EXERCISE INPUTS:
**********
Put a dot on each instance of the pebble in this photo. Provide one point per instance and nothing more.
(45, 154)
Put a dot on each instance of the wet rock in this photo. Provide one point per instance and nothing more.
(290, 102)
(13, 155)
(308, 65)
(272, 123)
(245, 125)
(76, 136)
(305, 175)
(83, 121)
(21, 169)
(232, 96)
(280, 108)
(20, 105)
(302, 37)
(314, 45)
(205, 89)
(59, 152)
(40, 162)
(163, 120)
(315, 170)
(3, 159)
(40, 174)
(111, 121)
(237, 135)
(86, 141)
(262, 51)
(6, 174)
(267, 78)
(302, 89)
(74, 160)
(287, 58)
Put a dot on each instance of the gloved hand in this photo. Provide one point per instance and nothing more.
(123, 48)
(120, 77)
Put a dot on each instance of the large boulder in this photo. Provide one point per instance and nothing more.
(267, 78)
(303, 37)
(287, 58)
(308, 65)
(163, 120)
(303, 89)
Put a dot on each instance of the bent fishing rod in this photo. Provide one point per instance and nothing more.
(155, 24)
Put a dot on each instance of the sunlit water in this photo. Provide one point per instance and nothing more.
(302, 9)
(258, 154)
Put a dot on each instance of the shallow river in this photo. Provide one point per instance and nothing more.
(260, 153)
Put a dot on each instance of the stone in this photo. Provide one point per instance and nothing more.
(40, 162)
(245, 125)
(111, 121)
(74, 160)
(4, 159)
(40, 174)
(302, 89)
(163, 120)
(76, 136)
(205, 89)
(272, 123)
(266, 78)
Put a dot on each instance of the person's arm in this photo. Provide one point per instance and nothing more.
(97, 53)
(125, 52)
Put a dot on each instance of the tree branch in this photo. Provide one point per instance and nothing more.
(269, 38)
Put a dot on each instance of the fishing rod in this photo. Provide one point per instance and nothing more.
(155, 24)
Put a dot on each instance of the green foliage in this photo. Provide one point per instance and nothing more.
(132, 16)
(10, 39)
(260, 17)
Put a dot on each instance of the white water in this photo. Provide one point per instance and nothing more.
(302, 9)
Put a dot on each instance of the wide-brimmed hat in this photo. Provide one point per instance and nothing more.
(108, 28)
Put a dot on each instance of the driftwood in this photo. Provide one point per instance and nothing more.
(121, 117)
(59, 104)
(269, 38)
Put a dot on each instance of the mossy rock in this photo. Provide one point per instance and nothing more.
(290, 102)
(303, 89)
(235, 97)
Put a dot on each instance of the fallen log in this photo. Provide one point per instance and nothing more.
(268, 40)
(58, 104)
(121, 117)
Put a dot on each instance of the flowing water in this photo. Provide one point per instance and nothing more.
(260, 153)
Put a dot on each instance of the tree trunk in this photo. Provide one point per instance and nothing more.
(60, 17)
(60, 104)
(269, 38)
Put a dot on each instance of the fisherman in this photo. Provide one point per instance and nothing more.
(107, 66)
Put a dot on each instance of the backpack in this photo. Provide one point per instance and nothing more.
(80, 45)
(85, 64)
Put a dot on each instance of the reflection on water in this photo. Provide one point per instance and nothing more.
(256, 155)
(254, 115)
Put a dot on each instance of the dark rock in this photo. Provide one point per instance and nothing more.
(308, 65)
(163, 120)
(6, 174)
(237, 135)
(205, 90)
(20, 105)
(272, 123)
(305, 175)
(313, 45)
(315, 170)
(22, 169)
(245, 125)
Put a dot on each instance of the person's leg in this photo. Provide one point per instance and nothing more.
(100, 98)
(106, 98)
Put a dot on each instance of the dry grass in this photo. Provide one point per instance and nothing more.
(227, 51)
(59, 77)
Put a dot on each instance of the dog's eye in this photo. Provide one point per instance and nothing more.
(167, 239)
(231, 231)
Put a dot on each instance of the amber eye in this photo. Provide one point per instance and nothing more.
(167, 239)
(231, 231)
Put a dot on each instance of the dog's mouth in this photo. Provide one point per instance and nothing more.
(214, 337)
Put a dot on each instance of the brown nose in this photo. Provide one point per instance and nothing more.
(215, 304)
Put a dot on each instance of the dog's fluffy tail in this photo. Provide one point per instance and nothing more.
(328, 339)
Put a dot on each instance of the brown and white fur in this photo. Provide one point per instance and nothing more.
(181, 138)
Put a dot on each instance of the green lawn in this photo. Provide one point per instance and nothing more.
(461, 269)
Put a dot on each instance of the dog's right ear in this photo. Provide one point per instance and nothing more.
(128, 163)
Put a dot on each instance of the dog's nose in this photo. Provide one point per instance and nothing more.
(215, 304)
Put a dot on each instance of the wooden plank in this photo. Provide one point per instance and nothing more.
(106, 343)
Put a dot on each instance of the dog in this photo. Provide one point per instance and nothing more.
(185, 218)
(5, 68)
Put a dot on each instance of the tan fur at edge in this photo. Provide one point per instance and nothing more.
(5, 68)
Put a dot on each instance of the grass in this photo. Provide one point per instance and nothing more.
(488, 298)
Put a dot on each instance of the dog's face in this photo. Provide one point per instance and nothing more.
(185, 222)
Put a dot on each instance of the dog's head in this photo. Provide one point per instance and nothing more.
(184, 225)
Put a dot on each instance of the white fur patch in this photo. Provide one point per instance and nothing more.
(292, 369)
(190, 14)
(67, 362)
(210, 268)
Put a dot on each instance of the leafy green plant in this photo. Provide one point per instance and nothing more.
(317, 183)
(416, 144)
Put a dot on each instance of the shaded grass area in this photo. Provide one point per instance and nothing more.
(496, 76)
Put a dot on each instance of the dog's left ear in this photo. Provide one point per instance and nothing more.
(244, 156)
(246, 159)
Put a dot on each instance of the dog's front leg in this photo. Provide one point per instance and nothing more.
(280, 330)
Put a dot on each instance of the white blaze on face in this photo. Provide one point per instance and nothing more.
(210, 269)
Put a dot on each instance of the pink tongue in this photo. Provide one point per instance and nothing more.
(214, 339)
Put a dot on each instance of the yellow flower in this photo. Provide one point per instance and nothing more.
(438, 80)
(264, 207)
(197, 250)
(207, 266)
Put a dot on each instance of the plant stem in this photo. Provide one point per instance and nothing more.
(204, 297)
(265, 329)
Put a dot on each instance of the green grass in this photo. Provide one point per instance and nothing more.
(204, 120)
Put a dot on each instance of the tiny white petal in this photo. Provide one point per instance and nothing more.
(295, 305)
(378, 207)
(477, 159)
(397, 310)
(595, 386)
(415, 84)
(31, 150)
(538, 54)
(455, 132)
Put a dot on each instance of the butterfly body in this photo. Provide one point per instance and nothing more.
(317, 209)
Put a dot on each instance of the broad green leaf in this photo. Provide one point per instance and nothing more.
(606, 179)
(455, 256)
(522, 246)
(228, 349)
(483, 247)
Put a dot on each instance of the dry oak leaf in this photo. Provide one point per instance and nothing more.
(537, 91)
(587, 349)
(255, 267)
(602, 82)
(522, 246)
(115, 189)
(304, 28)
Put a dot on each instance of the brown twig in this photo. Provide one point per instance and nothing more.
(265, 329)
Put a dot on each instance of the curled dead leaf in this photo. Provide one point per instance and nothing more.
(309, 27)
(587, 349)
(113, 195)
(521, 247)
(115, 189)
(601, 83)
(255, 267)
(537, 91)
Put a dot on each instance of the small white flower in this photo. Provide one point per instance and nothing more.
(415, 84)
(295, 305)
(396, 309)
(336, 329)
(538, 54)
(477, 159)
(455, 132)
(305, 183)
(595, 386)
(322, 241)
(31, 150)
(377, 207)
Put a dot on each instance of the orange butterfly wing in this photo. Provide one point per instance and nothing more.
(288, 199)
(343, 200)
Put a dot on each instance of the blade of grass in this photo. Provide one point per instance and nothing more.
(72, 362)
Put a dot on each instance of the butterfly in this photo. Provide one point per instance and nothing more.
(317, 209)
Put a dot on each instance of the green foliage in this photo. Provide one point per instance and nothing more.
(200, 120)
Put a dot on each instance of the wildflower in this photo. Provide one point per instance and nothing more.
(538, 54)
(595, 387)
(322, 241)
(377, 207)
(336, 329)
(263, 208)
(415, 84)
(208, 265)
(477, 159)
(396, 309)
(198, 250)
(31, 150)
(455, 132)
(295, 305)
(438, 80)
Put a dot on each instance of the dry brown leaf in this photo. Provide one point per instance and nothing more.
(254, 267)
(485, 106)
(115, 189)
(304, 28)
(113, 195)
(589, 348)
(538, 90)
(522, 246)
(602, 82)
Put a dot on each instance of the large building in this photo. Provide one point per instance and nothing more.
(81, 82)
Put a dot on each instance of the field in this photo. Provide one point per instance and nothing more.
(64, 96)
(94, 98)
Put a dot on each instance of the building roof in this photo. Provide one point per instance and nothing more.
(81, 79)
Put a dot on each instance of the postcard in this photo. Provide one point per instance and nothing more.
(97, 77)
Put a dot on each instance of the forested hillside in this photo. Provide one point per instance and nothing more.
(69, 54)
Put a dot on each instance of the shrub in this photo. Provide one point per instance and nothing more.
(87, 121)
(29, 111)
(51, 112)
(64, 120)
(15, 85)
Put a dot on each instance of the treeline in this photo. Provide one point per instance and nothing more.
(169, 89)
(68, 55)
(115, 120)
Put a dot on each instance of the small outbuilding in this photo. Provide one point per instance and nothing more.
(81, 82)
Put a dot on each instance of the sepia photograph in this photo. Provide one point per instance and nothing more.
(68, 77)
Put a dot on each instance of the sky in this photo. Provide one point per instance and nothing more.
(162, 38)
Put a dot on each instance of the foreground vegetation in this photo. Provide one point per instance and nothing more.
**********
CHALLENGE:
Return exactly the lines from the one containing "Put a dot on each instance of the treeline" through the last line of the records above, both included, and nothing else.

THE COMPLETED TASK:
Put a dot on each instance of the treeline in this photo. Provide one point per instance and nothing more.
(169, 89)
(68, 55)
(115, 120)
Put a dot on each instance of the small outbuilding in this photo. Provide one point per instance and nothing more.
(81, 82)
Put a dot on each instance of the sepia photograph in this photo. Provide one point per instance and nothing more.
(68, 77)
Put a dot on each instance of the sky in this photo. Provide one point per instance and nothing more.
(162, 38)
Put a dot on each instance of the foreground vegetation in this photo. Provide one point per instance and nothing more.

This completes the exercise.